== What is asked ==
Reproduce the records below, from the line containing "Quiz Question: What are the coordinates of the windshield" through the line containing "[715, 106, 1270, 192]", including both of those lines.

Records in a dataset
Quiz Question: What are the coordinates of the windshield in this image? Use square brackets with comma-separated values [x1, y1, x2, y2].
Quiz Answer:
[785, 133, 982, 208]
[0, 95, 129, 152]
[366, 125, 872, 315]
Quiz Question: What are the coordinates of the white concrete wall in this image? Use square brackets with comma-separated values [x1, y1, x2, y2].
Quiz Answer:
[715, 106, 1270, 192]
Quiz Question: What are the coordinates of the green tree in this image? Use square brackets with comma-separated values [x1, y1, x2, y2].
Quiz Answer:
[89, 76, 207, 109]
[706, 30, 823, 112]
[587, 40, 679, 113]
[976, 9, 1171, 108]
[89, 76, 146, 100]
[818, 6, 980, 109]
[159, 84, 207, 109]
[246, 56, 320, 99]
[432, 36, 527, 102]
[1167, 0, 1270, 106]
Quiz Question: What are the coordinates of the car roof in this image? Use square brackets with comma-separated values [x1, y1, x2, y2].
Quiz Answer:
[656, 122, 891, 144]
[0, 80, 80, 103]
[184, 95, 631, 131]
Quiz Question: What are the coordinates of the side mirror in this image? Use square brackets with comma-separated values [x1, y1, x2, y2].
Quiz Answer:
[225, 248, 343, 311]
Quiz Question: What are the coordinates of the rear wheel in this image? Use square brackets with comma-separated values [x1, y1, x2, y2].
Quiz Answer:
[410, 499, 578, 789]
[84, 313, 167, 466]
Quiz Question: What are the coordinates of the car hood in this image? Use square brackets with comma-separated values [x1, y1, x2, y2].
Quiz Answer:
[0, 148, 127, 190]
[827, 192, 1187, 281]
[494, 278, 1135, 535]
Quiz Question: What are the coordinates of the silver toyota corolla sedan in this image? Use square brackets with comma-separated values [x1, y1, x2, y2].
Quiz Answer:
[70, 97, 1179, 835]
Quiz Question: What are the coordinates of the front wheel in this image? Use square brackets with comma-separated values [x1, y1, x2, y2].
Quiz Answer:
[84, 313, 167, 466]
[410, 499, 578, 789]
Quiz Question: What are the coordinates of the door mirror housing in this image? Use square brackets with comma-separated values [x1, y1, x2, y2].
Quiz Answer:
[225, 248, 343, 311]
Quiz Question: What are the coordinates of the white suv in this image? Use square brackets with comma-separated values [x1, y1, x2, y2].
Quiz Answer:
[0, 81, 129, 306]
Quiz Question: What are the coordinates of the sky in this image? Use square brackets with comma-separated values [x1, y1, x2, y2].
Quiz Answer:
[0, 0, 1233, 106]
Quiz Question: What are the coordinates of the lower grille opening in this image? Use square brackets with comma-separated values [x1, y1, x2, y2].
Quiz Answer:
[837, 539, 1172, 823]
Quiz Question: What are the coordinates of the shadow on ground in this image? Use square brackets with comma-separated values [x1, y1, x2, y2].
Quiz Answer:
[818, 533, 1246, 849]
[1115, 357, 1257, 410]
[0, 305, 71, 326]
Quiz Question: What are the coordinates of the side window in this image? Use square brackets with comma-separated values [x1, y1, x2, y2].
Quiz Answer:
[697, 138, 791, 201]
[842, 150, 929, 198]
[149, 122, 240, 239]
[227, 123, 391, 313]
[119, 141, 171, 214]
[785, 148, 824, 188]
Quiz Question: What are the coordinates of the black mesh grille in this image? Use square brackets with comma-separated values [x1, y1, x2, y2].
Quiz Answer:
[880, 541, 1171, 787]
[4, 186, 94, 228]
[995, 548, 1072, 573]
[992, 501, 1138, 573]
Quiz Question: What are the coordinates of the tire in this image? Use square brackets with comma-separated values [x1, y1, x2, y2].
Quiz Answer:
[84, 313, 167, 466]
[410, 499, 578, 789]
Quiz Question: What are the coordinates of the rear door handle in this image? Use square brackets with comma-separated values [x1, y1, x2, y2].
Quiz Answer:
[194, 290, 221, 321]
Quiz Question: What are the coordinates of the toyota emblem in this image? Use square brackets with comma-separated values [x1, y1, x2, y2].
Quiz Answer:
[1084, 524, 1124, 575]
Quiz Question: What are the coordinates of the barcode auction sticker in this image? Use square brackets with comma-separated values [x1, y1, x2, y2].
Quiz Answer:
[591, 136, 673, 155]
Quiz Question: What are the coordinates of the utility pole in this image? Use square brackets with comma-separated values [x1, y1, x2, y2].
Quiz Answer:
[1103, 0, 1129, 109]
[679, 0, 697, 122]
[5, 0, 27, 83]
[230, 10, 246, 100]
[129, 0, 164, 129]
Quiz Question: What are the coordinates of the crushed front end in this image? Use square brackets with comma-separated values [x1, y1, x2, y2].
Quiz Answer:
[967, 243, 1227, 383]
* * *
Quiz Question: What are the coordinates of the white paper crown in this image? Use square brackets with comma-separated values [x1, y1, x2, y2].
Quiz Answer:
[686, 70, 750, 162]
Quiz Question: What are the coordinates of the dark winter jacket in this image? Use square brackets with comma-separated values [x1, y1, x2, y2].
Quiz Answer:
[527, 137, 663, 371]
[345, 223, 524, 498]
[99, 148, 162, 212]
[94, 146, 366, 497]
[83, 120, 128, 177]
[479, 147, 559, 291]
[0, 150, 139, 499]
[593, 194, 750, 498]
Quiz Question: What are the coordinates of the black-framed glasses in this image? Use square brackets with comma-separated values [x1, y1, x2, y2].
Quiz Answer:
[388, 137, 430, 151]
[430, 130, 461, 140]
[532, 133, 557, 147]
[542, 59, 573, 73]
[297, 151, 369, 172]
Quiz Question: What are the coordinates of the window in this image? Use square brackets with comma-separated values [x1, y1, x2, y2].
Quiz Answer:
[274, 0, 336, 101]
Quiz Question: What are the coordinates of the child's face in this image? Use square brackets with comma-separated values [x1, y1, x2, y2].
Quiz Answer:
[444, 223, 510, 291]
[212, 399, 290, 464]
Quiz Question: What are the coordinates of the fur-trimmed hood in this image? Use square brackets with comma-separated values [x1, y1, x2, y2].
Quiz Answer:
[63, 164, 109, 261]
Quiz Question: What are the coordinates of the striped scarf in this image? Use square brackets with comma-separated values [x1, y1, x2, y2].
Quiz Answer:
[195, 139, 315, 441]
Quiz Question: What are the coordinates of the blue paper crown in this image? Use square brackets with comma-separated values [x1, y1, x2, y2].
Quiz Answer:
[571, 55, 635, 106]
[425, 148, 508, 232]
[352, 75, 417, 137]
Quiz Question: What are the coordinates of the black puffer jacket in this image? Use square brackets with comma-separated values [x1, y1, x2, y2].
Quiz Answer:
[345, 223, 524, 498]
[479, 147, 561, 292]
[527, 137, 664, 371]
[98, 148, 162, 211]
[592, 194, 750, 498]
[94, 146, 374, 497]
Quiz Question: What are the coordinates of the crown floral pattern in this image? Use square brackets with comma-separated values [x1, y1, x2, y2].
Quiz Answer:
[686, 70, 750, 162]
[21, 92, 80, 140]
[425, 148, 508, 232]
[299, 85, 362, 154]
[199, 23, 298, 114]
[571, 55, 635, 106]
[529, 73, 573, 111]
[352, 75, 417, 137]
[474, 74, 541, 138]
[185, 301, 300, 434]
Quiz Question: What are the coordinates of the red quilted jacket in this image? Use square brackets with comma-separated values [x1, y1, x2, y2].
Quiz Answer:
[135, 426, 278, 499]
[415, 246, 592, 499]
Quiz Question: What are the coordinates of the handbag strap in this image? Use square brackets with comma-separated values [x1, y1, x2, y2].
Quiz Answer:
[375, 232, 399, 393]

== Answer to this problem ==
Quiz Question: What are the coordinates of the windshield in this image? Use square brackets with comma-separated values [x1, y1, x2, y2].
Quiz Answer:
[785, 133, 982, 208]
[0, 95, 129, 152]
[366, 125, 872, 315]
Quiz Question: What are the coordinates of the white concrete wall in this image? Use square brackets with comma-separated values [x1, y1, x2, y2].
Quiz Answer:
[715, 106, 1270, 192]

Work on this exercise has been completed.